-- What needs to be done --
Restate the entries word for word and skip every image.

-- Record set --
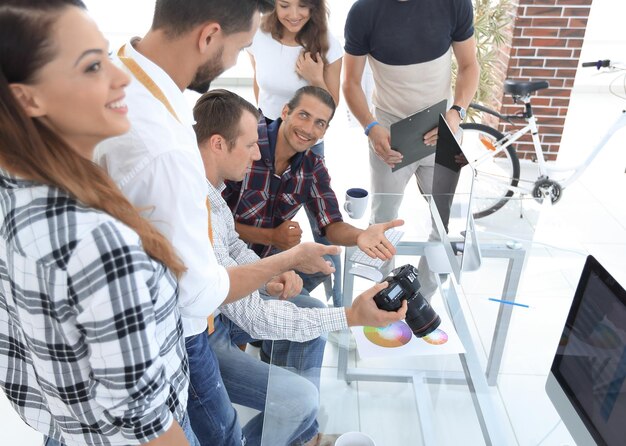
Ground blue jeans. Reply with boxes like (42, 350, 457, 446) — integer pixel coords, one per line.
(256, 293, 328, 392)
(296, 253, 338, 304)
(44, 412, 200, 446)
(305, 140, 343, 308)
(186, 331, 245, 446)
(209, 313, 323, 446)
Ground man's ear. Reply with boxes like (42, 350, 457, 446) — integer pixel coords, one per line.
(280, 104, 290, 121)
(197, 22, 221, 54)
(209, 134, 227, 153)
(9, 83, 46, 117)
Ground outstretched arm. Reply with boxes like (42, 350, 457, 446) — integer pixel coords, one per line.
(223, 242, 340, 304)
(220, 281, 407, 342)
(325, 219, 404, 260)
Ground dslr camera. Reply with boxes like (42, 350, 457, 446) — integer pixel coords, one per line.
(374, 264, 441, 338)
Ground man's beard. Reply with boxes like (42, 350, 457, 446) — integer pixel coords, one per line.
(188, 46, 225, 94)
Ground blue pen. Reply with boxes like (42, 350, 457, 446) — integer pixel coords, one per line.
(488, 297, 530, 308)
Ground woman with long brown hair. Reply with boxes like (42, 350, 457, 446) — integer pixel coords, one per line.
(0, 1, 195, 444)
(249, 0, 342, 121)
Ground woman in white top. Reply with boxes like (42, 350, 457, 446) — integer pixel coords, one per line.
(248, 0, 343, 122)
(248, 0, 344, 307)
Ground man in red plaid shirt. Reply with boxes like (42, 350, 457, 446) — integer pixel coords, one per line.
(224, 86, 403, 297)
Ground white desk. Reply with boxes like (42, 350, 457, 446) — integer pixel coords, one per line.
(336, 195, 527, 445)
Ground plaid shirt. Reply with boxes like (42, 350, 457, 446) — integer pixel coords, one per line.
(0, 171, 187, 446)
(224, 118, 343, 258)
(209, 181, 347, 341)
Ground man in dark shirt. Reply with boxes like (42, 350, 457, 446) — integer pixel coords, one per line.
(225, 86, 403, 294)
(342, 0, 480, 296)
(343, 0, 479, 226)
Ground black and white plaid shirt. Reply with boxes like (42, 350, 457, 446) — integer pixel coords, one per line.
(0, 171, 188, 446)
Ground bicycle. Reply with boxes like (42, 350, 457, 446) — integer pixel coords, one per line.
(458, 59, 626, 219)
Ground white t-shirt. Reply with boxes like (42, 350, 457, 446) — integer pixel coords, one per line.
(248, 30, 343, 120)
(95, 41, 230, 337)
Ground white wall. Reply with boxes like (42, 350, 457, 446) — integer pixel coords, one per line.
(572, 0, 626, 92)
(82, 0, 354, 81)
(84, 0, 626, 90)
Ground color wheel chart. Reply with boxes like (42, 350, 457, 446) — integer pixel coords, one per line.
(422, 328, 448, 345)
(363, 321, 412, 347)
(363, 322, 449, 348)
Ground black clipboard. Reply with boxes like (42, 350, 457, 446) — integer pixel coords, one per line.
(390, 99, 447, 172)
(434, 114, 463, 173)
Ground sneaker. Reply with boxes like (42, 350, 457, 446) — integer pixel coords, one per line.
(327, 331, 356, 350)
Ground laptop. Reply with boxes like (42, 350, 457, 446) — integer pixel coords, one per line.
(546, 255, 626, 446)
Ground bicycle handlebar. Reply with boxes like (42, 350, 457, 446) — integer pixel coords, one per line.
(582, 59, 611, 69)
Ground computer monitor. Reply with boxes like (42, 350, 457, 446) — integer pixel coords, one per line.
(425, 114, 482, 282)
(546, 255, 626, 446)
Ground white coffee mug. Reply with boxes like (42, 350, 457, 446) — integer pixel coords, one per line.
(335, 431, 376, 446)
(344, 188, 369, 219)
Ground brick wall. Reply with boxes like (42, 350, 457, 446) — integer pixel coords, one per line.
(492, 0, 593, 161)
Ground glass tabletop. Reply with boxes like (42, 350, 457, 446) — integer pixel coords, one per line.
(260, 192, 587, 445)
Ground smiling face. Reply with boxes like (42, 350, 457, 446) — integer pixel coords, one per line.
(279, 93, 332, 154)
(276, 0, 311, 35)
(23, 7, 130, 158)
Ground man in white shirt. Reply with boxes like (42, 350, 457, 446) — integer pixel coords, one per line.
(193, 89, 407, 446)
(95, 1, 340, 445)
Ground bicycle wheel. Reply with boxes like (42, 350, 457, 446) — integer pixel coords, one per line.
(459, 123, 521, 219)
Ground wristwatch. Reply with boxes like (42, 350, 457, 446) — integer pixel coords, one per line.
(451, 104, 467, 120)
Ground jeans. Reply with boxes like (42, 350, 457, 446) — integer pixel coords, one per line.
(186, 331, 245, 446)
(296, 253, 338, 306)
(44, 412, 200, 446)
(209, 313, 322, 446)
(257, 293, 328, 391)
(305, 140, 343, 308)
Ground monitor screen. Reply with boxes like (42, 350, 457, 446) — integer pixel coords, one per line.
(549, 255, 626, 446)
(427, 114, 481, 283)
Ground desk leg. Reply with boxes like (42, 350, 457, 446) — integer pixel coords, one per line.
(485, 250, 526, 385)
(441, 278, 511, 446)
(337, 251, 355, 383)
(412, 373, 438, 445)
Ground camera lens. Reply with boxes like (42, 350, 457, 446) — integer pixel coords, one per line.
(405, 293, 441, 337)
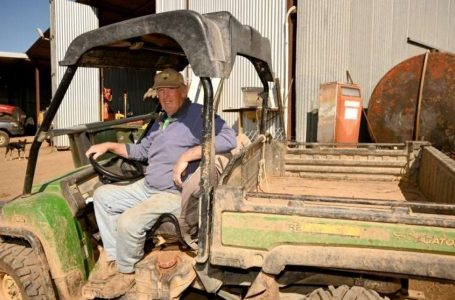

-- Result --
Ground blue jeans. Reply with boxes like (42, 350, 457, 446) — integer pixel coords, one per line.
(256, 293, 328, 392)
(296, 253, 338, 304)
(44, 412, 200, 446)
(305, 140, 343, 308)
(186, 331, 245, 446)
(209, 313, 323, 446)
Ground man's ear. Reply with boxes like (42, 350, 457, 446) — integer pixel coords, one per line.
(280, 104, 290, 121)
(197, 22, 221, 54)
(209, 134, 227, 153)
(9, 83, 46, 117)
Ground outstretched arm. Reply with boxes like (42, 350, 457, 446) — integer pixel coords, one per line.
(223, 242, 340, 304)
(220, 281, 407, 342)
(325, 219, 404, 260)
Ground dslr camera. Reply with boxes like (42, 350, 457, 446) — integer pixel coords, one per line.
(374, 264, 441, 338)
Ground man's beard. Reply with boxes like (42, 350, 457, 446) — integer pixel coords, one per line.
(188, 46, 225, 94)
Ground blue pen. Reply with boxes like (42, 350, 457, 446) — integer pixel coords, one per line.
(488, 297, 530, 308)
Ground woman with long brown hair. Reply with boxes like (42, 350, 457, 446) — integer pixel coords, one per line.
(0, 1, 195, 444)
(249, 0, 342, 121)
Ground woman in white top. Reply with boxes like (42, 350, 457, 446) — integer pixel coords, one per line.
(248, 0, 343, 122)
(248, 0, 344, 307)
Ground man in red plaid shirt. Reply with boxes like (42, 350, 457, 446) — integer pixel coords, one per line.
(224, 86, 403, 297)
Ground white desk. Reply with boxes like (42, 350, 457, 446) — integer pixel coords, one per line.
(336, 195, 527, 445)
Ground plaid shirt. Reply with boxes like (42, 350, 457, 446) — integer pixel coords, one per line.
(0, 171, 187, 446)
(224, 118, 343, 258)
(209, 181, 347, 341)
Ground man in dark shirt. Reply with boxes like (42, 350, 457, 446) — integer pixel coords, one per line.
(225, 86, 403, 294)
(342, 0, 480, 296)
(343, 0, 479, 226)
Ground black and white plaid shirt. Reply with boxes like (42, 350, 457, 446) — integer pixel coords, one per line.
(0, 171, 188, 446)
Ground bicycle. Reply with boxes like (42, 350, 457, 446) — integer pixel coords, one per line.
(458, 59, 626, 219)
Ground white t-shirt. Reply with boxes like (42, 350, 457, 446) — integer pixel coords, one per line.
(248, 30, 343, 120)
(95, 41, 230, 337)
Ground white wall. Reply with boxes like (42, 350, 457, 446) — integer pixel coords, one per line.
(572, 0, 626, 92)
(82, 0, 354, 81)
(84, 0, 626, 90)
Ground color wheel chart. Reply with boxes like (42, 350, 457, 446) — integer pixel coords, one per line.
(422, 328, 448, 345)
(363, 321, 412, 347)
(363, 322, 449, 348)
Ground black clipboard. Reply with boxes like (42, 350, 457, 446) — integer pixel coords, one per line.
(390, 99, 447, 172)
(434, 114, 463, 173)
Ground sneaker. Reply with boxes like (42, 350, 457, 446) — integer pixel coords, one per line.
(327, 331, 356, 350)
Ground laptop. Reply with boxes like (42, 350, 457, 446) — integer pixel coords, one per line.
(546, 255, 626, 446)
Ground bicycle handlebar. Reply with boxes like (42, 350, 457, 446) — integer pixel coords, one per line.
(582, 59, 611, 69)
Ground computer monitor. Reply with boxes like (42, 350, 457, 446) — integer pixel coords, one per line.
(425, 114, 482, 282)
(546, 255, 626, 446)
Ground white coffee mug. Reply with boxes like (42, 350, 457, 446) — integer pixel coords, one per line.
(335, 431, 376, 446)
(344, 188, 369, 219)
Ground brick wall. Reply with boxes like (42, 350, 457, 446) — integer pixel coords, one per line.
(492, 0, 593, 161)
Ground glass tabletop. Reply with boxes like (42, 350, 457, 446) — integer pixel coords, one per line.
(260, 192, 587, 445)
Ground smiling face. Reply with boxes like (42, 350, 457, 446) — integer pixel coords, one per line.
(279, 93, 332, 154)
(276, 0, 311, 35)
(23, 7, 130, 158)
Ground man in white shirt. Reply with boxes like (42, 350, 457, 446) — integer pixel coords, one per line.
(193, 89, 407, 446)
(95, 1, 340, 445)
Ground bicycle wheel. Reply with boxes like (42, 350, 457, 446) — integer pixel coords, one per line.
(459, 123, 521, 219)
Ground wristwatch. Reply with boxes like (42, 350, 457, 446) — integer pixel coords, one per line.
(451, 104, 467, 120)
Ground jeans. Reply with boxes like (42, 350, 457, 446) — integer pixel coords, one per line.
(186, 331, 245, 446)
(296, 253, 338, 306)
(44, 412, 200, 446)
(209, 313, 322, 446)
(257, 293, 328, 391)
(305, 140, 343, 308)
Ground monitor screen. Reply with boxes like (42, 350, 457, 446) — integer pixel coords, one per line.
(549, 255, 626, 446)
(427, 114, 481, 283)
Ground desk leg. Reply with boxes like (42, 350, 457, 446) — integer pixel coords, one per line.
(485, 250, 526, 385)
(441, 278, 511, 446)
(337, 251, 355, 383)
(412, 373, 438, 445)
Ground camera lens. Reply with boxes like (42, 350, 457, 446) — integer pixel coords, one per line.
(405, 293, 441, 337)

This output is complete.